* Lista de tarefas
1. Transcreva, do texto sobre o ataque em Bruxelas, o trecho que começa com as palavras "As pessoas por" e termina com "subestimado do EI.".
2. Cada afirmação a seguir concorda com o texto sobre o ataque em Bruxelas? Responda sim ou não e cite as palavras do texto que decidem. (a) Um comandante rebelde foi abduzido pelo próprio motorista na Turquia. (b) O fundador da rede Raqqa Está Sendo Massacrada Silenciosamente foi morto em Raqqa. (c) A ameaça se limita a indivíduos já conhecidos pela polícia.

* Bloco de texto
------------------------------------------------

Christoph Reuter - NYT
Eles escolheram o momento perfeito. No momento em que a Europa deixava escapar um suspiro de alívio, ao capturar um dos terroristas de Paris após meses de caçada, estes detonaram seus explosivos. O sinal enviado pela prisão era de que o Estado Islâmico (EI) pode ser derrotado. Mas o ataque em Bruxelas nos diz que não é o caso. Quando você pensa que nos derrotou, nós atacaremos bem em seu coração.
Os investigadores e
agências de inteligência concordam que os preparativos para os ataques
em Bruxelas devem ter começado há muito tempo. As bombas belgas anunciam
assim uma nova abordagem para o Estado Islâmico na Europa, uma que
representa um mau agouro para aqueles que tentam prevenir atos de
terrorismo, porque a ameaça não mais se limita a indivíduos conhecidos
pela polícia ou já presentes em listas de procurados, mas também vem
daqueles nas sombras, no segundo ou terceiro escalão. Até mesmo
jihadistas que ainda não foram identificados pelas autoridades agora são
capazes de atacar.
Essa abordagem reflete a utilizada nos principais campos de batalha do EI na Síria e no Iraque. Por algum tempo ali, agressores insuspeitos, que foram treinados discretamente, se infiltraram nos círculos visados e desenvolveram células dormentes de longo prazo. Ou homens de regiões vizinhas ao alvo são recrutados para aguardar e atacar no momento certo.
Um comandante rebelde, que fugiu após o Estado Islâmico tomar Raqqa, foi abduzido por seu próprio motorista na Turquia, que estava trabalhando sob ordens do EI. E o fundador da rede ativista secreta Raqqa Está Sendo Massacrada Silenciosamente foi morto em seu apartamento na cidade turca de Sanliurfa por um agente do EI, que se infiltrou nos oponentes meses antes, passando-se por um apoiador.
As pessoas por trás desse terror estão provando ser planejadoras surpreendentemente previdentes, pacientes, e não agentes precipitados, algo que se aplica tanto na Europa quanto na Síria. Esse é um lado novo e muito subestimado do EI.
O quão longe o Estado Islâmico vai para instalar células dormentes é ilustrado por um caso menos conhecido, um no qual o EI tentou se infiltrar nas forças de oposição.

------------------------------------------------

Registros de marcação de locais:
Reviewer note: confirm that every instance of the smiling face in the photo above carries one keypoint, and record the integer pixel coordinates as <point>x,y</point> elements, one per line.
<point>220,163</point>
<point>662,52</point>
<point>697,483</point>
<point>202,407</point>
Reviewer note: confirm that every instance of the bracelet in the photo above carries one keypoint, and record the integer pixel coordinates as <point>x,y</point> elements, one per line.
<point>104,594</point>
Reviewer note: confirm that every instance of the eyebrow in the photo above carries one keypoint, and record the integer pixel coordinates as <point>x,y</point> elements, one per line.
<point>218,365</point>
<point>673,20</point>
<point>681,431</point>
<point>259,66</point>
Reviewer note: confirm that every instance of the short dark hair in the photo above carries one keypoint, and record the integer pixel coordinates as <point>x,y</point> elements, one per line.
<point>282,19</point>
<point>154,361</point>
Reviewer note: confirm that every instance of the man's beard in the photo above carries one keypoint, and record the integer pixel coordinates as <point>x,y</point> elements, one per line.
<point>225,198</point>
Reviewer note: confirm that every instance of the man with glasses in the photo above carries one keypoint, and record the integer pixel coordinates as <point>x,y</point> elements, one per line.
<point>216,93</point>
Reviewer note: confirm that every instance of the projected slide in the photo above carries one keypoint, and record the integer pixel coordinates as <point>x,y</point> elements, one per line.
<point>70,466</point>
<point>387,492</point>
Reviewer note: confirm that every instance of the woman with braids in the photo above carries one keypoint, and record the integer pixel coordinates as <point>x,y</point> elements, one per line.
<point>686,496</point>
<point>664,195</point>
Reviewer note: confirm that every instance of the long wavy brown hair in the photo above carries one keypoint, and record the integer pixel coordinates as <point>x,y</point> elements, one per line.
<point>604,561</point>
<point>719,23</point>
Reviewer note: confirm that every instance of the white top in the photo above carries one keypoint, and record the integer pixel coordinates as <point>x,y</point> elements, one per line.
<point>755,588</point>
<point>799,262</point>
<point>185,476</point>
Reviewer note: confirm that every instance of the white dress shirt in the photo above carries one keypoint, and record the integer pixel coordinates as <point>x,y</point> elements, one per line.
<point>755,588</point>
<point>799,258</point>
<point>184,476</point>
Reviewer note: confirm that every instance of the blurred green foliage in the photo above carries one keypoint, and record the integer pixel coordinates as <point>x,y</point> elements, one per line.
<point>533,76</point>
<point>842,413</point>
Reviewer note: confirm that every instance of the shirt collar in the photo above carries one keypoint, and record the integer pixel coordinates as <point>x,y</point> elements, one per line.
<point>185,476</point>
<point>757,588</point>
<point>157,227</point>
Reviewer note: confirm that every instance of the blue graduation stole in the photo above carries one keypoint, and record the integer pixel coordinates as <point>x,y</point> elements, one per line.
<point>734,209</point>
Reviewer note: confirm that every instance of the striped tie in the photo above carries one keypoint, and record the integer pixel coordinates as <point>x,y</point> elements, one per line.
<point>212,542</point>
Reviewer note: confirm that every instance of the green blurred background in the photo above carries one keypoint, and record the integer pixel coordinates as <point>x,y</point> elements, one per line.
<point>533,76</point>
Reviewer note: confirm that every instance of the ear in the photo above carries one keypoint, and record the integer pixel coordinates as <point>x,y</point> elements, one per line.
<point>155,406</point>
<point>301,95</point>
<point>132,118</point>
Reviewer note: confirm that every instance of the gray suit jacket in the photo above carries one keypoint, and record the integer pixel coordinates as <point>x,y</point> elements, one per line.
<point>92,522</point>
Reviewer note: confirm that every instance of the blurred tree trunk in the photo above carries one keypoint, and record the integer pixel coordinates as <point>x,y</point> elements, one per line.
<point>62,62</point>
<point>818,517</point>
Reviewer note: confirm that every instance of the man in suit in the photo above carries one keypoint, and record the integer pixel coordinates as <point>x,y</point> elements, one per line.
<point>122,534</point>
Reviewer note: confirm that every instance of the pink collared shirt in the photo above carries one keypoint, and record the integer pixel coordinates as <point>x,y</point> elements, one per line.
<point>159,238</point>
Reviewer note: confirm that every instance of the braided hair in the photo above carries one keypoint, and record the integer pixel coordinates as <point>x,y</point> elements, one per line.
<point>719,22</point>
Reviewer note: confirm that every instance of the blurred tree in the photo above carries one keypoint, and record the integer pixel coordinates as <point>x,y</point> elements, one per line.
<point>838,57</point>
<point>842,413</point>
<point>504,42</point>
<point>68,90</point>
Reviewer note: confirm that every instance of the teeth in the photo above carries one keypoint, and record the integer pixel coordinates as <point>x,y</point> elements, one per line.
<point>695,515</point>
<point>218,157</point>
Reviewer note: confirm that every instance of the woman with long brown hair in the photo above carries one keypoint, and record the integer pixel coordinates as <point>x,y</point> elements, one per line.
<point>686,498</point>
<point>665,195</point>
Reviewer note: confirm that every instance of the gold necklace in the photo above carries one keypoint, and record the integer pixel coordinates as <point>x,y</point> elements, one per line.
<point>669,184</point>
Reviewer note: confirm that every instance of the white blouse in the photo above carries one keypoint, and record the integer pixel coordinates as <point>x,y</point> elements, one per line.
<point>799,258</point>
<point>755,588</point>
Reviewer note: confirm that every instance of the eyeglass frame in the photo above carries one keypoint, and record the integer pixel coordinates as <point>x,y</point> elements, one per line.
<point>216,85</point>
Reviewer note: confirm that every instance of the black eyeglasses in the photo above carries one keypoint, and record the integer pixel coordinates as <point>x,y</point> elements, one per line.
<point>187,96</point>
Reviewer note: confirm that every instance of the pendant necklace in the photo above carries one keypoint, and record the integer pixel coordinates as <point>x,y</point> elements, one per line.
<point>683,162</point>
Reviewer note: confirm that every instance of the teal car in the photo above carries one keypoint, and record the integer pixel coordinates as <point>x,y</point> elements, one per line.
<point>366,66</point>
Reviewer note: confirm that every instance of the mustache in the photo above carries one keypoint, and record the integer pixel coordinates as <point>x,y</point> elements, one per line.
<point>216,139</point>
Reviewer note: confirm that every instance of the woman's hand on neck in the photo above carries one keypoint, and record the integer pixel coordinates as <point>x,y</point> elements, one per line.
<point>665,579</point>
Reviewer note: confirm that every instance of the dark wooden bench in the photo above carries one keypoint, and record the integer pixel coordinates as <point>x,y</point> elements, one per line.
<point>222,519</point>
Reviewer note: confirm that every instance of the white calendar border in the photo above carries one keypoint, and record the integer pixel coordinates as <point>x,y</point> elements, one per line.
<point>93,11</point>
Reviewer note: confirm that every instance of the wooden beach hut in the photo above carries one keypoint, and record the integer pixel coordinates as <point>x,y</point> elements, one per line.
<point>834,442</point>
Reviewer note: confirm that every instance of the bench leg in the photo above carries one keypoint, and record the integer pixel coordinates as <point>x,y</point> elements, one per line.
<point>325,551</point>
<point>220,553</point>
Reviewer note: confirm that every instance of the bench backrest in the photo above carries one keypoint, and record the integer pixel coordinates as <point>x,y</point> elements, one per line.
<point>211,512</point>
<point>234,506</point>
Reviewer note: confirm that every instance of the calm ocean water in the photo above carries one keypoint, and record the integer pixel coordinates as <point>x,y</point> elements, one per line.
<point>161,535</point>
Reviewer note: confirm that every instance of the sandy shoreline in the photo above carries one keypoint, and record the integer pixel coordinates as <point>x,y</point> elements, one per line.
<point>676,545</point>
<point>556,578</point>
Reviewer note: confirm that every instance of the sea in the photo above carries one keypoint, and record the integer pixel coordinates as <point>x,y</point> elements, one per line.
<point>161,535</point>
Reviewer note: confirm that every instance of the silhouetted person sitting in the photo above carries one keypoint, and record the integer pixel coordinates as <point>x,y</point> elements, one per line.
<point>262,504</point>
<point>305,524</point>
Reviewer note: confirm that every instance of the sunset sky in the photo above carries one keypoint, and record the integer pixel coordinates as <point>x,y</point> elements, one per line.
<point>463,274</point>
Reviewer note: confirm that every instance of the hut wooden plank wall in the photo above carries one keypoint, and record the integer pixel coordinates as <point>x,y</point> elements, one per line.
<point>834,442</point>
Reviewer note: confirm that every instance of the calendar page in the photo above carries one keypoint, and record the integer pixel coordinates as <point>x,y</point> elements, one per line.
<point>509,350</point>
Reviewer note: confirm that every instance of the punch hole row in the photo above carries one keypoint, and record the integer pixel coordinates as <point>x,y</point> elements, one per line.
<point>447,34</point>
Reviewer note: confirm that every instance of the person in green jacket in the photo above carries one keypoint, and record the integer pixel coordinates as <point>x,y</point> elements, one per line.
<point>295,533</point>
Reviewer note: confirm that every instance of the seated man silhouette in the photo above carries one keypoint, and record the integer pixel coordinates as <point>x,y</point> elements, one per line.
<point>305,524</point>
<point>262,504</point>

------------------------------------------------

* Respostas do exercício
1.
As pessoas por trás desse terror estão provando ser planejadoras surpreendentemente previdentes, pacientes, e não agentes precipitados, algo que se aplica tanto na Europa quanto na Síria. Esse é um lado novo e muito subestimado do EI.

2.
(a) Sim: "foi abduzido por seu próprio motorista na Turquia".
(b) Não: "foi morto em seu apartamento na cidade turca de Sanliurfa".
(c) Não: "a ameaça não mais se limita a indivíduos conhecidos pela polícia".